* [Exercise details]
Extract the complete listing and output it unchanged.

* [Supplied material]
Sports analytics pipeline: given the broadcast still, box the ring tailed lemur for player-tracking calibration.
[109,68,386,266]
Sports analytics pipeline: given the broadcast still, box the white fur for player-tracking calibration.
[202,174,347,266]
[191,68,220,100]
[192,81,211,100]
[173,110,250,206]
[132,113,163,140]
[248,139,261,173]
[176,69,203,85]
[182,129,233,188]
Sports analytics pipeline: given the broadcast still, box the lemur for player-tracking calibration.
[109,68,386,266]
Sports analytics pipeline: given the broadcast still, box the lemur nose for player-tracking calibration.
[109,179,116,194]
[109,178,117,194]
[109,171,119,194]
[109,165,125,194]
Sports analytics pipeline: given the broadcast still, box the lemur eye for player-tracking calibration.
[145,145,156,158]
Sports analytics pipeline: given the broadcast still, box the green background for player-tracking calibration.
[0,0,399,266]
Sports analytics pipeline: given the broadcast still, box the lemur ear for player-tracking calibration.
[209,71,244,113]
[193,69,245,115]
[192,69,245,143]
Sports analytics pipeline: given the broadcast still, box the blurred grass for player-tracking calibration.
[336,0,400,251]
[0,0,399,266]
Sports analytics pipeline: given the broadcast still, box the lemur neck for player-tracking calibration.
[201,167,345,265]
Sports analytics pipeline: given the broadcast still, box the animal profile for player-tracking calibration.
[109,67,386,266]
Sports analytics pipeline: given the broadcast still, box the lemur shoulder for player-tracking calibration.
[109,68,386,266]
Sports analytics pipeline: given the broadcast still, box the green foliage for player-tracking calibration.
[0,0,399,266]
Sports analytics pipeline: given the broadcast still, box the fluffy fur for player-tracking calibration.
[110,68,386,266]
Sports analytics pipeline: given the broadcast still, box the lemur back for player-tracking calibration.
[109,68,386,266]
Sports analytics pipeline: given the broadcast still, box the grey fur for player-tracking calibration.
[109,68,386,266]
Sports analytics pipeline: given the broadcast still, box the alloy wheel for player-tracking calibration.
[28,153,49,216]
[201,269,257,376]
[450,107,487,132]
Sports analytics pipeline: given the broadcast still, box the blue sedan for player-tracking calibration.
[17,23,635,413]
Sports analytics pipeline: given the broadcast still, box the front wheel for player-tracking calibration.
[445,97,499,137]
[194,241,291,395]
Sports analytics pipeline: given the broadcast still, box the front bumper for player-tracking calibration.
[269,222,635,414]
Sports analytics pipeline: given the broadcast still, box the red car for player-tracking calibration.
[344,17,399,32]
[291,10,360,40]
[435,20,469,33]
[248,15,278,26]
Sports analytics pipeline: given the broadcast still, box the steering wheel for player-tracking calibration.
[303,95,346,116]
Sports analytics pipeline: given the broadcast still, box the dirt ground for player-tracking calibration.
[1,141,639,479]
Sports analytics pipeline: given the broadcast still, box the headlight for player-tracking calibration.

* [Reply to the exercise]
Sports analytics pipeline: given the broadcast still, box the ring tailed lemur for player-tracking calibration.
[109,68,386,266]
Sports analytics pipeline: given the broadcast still, box the white fur for player-tracking calibration.
[202,174,347,266]
[191,68,220,100]
[192,81,211,100]
[173,110,250,206]
[132,113,163,140]
[248,139,261,173]
[176,69,203,85]
[182,129,233,188]
Sports analytics pipeline: given the broadcast still, box the lemur for player-tracking calibration.
[109,68,386,266]
Sports analytics pipeline: given the broadcast still, box the lemur nose for player-tracking calibration.
[109,179,116,194]
[109,178,117,194]
[109,171,119,194]
[109,165,125,194]
Sports analytics pipeline: given the broadcast still, box the lemur eye for player-tracking calibration.
[145,145,156,158]
Sports analytics pipeline: given the broadcast still, box the green background for player-tracking calibration.
[0,0,399,266]
Sports analytics pipeline: given the broadcast still, box the lemur ear for player-tracking calibration.
[209,71,244,113]
[193,69,245,115]
[192,69,245,143]
Sports analytics pipeline: given the broadcast still, box the blurred grass for player-tracking calibration.
[336,0,400,251]
[0,0,399,266]
Sports analytics pipeline: given the broadcast still, box the lemur neck for player-tracking calibration.
[201,167,345,265]
Sports analytics pipeline: given the broadcast still, box the animal profile for player-tracking calibration.
[109,67,386,266]
Sports analytics pipeline: given the broadcast still, box the lemur shoulder for player-tracking calibration.
[109,68,386,266]
Sports analytics pipeline: given the broadcast still, box the green foliage for player-tracking calibration.
[0,0,399,266]
Sports analytics pipeline: given the broadcast still, box the fluffy fur for player-tracking calibration.
[110,68,386,266]
Sports analytics pipeline: given the broadcast still, box the lemur back for player-tracking calibration.
[109,68,386,266]
Sports analytics pipeline: given the broadcast still, box the grey fur for player-tracking calibration.
[109,68,386,266]
Sports analytics pipeline: given the broadcast still, box the alloy wheel for player-tracking calibration.
[28,153,49,216]
[201,269,257,376]
[450,107,487,132]
Sports analytics pipeline: given the broadcast still, box the blue sedan for player-tracking calibration.
[17,23,635,413]
Sports analytics pipeline: given the broadcast still, box the front wheel for player-tracking calibration.
[445,97,499,137]
[194,241,291,395]
Sports analytics pipeline: given the broadcast still, box the front bumper for player-tracking calibration.
[269,222,635,414]
Sports analytics pipeline: given the broadcast still, box the red car for player-tracking calibration.
[344,17,399,32]
[291,10,360,40]
[435,20,469,33]
[248,15,278,26]
Sports analytics pipeline: given the broadcast still, box the steering wheel for player-tracking calibration.
[303,95,346,116]
Sports analytics pipeline: given the broadcast still, box the dirt ground for player-tracking calibration.
[1,141,639,479]
Sports analytics pipeline: given the broadcast still, box the headlight for player-tracking calibration.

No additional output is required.